Make an exact copy of all the entries shown below.

RECORDS FOR PROCESSING Start Marker

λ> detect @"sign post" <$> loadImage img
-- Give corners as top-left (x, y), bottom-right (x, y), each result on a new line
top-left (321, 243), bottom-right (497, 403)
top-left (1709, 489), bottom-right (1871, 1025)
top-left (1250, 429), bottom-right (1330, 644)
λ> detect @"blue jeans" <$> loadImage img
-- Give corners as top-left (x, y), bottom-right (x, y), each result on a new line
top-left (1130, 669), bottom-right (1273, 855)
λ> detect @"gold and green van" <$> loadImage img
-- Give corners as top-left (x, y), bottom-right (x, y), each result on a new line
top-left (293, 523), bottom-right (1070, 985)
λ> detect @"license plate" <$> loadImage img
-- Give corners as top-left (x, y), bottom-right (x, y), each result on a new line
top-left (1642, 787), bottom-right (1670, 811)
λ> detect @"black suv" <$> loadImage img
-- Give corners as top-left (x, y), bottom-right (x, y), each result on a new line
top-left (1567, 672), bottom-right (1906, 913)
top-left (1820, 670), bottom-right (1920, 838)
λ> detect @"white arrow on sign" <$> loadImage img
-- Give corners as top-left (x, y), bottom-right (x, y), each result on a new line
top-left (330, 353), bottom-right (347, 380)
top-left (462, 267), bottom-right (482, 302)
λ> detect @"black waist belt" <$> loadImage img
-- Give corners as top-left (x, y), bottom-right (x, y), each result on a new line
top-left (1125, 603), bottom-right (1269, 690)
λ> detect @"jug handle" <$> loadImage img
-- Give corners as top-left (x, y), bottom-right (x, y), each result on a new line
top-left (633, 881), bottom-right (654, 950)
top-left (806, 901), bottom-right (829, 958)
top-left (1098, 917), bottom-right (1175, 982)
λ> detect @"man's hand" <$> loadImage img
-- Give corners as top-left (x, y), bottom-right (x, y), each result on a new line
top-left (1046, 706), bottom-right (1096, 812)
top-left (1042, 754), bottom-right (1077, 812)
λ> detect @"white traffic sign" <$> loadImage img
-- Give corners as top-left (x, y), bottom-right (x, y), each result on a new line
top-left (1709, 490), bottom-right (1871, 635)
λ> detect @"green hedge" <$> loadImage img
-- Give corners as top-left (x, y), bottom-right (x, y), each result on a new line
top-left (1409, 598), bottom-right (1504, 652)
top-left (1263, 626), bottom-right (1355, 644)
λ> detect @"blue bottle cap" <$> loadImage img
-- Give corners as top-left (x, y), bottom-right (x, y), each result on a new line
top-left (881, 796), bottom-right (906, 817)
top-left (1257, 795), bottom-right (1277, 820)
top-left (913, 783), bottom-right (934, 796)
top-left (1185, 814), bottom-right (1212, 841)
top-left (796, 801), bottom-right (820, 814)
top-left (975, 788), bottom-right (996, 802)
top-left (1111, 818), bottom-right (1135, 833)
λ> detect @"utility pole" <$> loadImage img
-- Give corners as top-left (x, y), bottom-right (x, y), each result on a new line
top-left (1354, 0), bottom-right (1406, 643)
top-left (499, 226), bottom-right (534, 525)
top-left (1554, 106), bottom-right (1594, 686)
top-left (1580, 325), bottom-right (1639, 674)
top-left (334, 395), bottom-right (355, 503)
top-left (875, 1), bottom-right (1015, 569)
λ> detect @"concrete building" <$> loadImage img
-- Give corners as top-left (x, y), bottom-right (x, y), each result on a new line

RECORDS FOR PROCESSING End Marker

TASK RESULT:
λ> detect @"sign post" <$> loadImage img
-- Give corners as top-left (x, y), bottom-right (x, y), each result on a new line
top-left (321, 243), bottom-right (497, 403)
top-left (1709, 489), bottom-right (1871, 1025)
top-left (1250, 429), bottom-right (1330, 644)
λ> detect @"blue jeans" <$> loadImage img
-- Give corners as top-left (x, y), bottom-right (x, y), each result on a new line
top-left (1130, 669), bottom-right (1273, 855)
λ> detect @"gold and green van" <$> loadImage img
-- Give corners as top-left (x, y), bottom-right (x, y), each result on a new line
top-left (293, 523), bottom-right (1070, 985)
λ> detect @"license plate" <$> loadImage img
-- Give corners as top-left (x, y), bottom-right (x, y), each result on a new line
top-left (1642, 787), bottom-right (1670, 811)
λ> detect @"black suv" <$> loadImage img
-- Give corners as top-left (x, y), bottom-right (x, y), each result on a new line
top-left (1567, 672), bottom-right (1906, 913)
top-left (1820, 670), bottom-right (1920, 838)
λ> detect @"white arrow on sign" <$> loadImage img
-- Give corners as top-left (x, y), bottom-right (x, y), each result on a new line
top-left (330, 353), bottom-right (347, 380)
top-left (462, 267), bottom-right (482, 302)
λ> detect @"black waist belt" <$> loadImage img
-- Give corners as top-left (x, y), bottom-right (x, y), each result on a new line
top-left (1125, 603), bottom-right (1269, 690)
λ> detect @"jug handle" <$> loadImage img
-- Give corners as top-left (x, y), bottom-right (x, y), each result on a new line
top-left (633, 881), bottom-right (654, 950)
top-left (806, 901), bottom-right (829, 958)
top-left (1098, 917), bottom-right (1175, 982)
λ> detect @"man's hand" <$> loadImage img
-- Give corners as top-left (x, y), bottom-right (x, y), each result on a new line
top-left (1046, 706), bottom-right (1096, 812)
top-left (1042, 754), bottom-right (1077, 812)
λ> detect @"white traffic sign" <$> loadImage img
-- Give corners as top-left (x, y), bottom-right (x, y), each result on a new line
top-left (1709, 490), bottom-right (1871, 635)
λ> detect @"green hedge" <$> loadImage img
-- Give corners as top-left (x, y), bottom-right (x, y), each result on a new line
top-left (1409, 598), bottom-right (1504, 652)
top-left (1263, 626), bottom-right (1355, 644)
λ> detect @"blue bottle cap" <$> loadImage img
-- Give corners as top-left (x, y), bottom-right (x, y), each result on a new line
top-left (881, 796), bottom-right (906, 817)
top-left (1257, 795), bottom-right (1277, 820)
top-left (913, 783), bottom-right (934, 796)
top-left (1185, 814), bottom-right (1212, 841)
top-left (796, 801), bottom-right (820, 814)
top-left (975, 788), bottom-right (996, 802)
top-left (1111, 818), bottom-right (1135, 833)
λ> detect @"utility pole" <$> loadImage img
-- Give corners as top-left (x, y), bottom-right (x, y), each result on a new line
top-left (1354, 0), bottom-right (1406, 643)
top-left (499, 226), bottom-right (534, 525)
top-left (1554, 106), bottom-right (1594, 686)
top-left (1580, 325), bottom-right (1639, 674)
top-left (334, 395), bottom-right (355, 503)
top-left (875, 1), bottom-right (1015, 569)
λ> detect @"concrete building" <$> loadImage img
-- Give corners as top-left (x, y), bottom-right (x, y), each result on a new line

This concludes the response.